**BRIEF:** Make an exact copy of the entries, and keep any pictures out of it.
(PROVIDED ENTRIES)
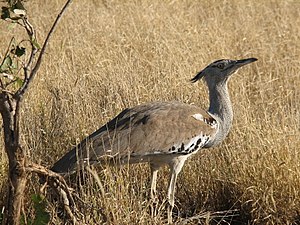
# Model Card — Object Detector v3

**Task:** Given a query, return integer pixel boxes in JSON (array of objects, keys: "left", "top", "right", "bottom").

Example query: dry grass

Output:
[{"left": 0, "top": 0, "right": 300, "bottom": 224}]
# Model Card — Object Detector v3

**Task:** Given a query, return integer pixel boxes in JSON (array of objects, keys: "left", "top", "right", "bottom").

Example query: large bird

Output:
[{"left": 51, "top": 57, "right": 257, "bottom": 223}]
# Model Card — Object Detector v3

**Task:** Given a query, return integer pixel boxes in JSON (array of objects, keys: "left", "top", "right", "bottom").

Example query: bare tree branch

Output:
[{"left": 26, "top": 163, "right": 81, "bottom": 224}]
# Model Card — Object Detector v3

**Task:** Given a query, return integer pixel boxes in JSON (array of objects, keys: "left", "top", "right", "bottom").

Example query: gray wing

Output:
[{"left": 51, "top": 101, "right": 218, "bottom": 173}]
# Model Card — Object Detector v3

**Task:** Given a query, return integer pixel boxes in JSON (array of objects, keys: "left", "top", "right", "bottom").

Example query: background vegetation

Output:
[{"left": 0, "top": 0, "right": 299, "bottom": 224}]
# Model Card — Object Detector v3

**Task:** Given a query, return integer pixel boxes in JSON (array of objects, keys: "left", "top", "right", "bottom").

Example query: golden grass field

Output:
[{"left": 0, "top": 0, "right": 300, "bottom": 224}]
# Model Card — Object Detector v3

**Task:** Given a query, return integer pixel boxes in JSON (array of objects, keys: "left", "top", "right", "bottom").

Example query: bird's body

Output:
[
  {"left": 52, "top": 101, "right": 217, "bottom": 173},
  {"left": 51, "top": 57, "right": 257, "bottom": 223}
]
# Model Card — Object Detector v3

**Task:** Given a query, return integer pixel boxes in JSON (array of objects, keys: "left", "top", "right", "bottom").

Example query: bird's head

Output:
[{"left": 191, "top": 58, "right": 257, "bottom": 86}]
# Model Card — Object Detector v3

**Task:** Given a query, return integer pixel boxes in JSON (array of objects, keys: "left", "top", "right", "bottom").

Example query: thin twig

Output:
[
  {"left": 15, "top": 0, "right": 73, "bottom": 99},
  {"left": 22, "top": 18, "right": 38, "bottom": 83}
]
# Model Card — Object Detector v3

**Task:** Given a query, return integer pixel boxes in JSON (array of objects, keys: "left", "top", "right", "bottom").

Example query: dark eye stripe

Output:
[{"left": 213, "top": 59, "right": 225, "bottom": 64}]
(End PROVIDED ENTRIES)
**REPLY:**
# Model Card — Object Detector v3

**Task:** Given a query, return integer pixel boxes in JSON (array of objects, keys: "left", "top", "right", "bottom").

Example query: dry grass

Output:
[{"left": 0, "top": 0, "right": 300, "bottom": 224}]
# Model Card — Object Detector v3

**Task:** Given a query, return integer pixel boxes in JSON (array of objects, keys: "left", "top", "right", "bottom").

Example query: large bird

Output:
[{"left": 51, "top": 57, "right": 257, "bottom": 223}]
# Model Card — Object Detector v3

**Task:** Given a query, return integer pixel boxes in JSON (array of objects, keys: "left", "top", "right", "bottom").

Example query: bare tree branch

Output:
[{"left": 26, "top": 163, "right": 81, "bottom": 224}]
# Model Card — Object Detector v3

**Task:** Given a query, return integer pixel boxes in JSON (array of objects, keys: "left", "top", "right", "bottom").

Example query: gray wing

Output:
[{"left": 51, "top": 101, "right": 218, "bottom": 173}]
# Model Card — Object Detector v3

**Task:** Given a query, return integer pixel boxes in JSON (array of objects, keys: "left", "top", "right", "bottom").

Example query: background vegetation

Output:
[{"left": 0, "top": 0, "right": 299, "bottom": 224}]
# Model Card — Object Detector v3

**Task:** Given a query, return integer pixel boxes in JSON (array of objects, keys: "left", "top", "right", "bottom").

Example query: golden grass field

Output:
[{"left": 0, "top": 0, "right": 300, "bottom": 224}]
# Model Card — Object Detector v3

**Task:** Given a query, return integer pixel boxes in JSON (array of objects, keys: "left", "top", "right", "bottom").

Example query: bird's body

Output:
[
  {"left": 52, "top": 101, "right": 217, "bottom": 173},
  {"left": 51, "top": 57, "right": 257, "bottom": 223}
]
# Model Card — Object Detector v3

**Task:** Given a query, return integer pixel boxes in JSON (array of objects, keys: "left", "top", "right", "bottom").

Example query: bird's head

Output:
[{"left": 191, "top": 58, "right": 257, "bottom": 86}]
# Model Card — Object Detector v3

**Task:** Given a query, return integer pixel boxes in JSON (array of objects, keys: "left", "top", "right", "bottom").

Example query: thin twig

Output:
[
  {"left": 15, "top": 0, "right": 73, "bottom": 99},
  {"left": 22, "top": 18, "right": 38, "bottom": 83}
]
# Model Card — Object Detector v3

**Task:** Given a query, return integer pixel boxes in JSON (array of objects, keys: "left", "top", "right", "bottom").

Example query: dark eye stripe

Output:
[{"left": 213, "top": 59, "right": 225, "bottom": 64}]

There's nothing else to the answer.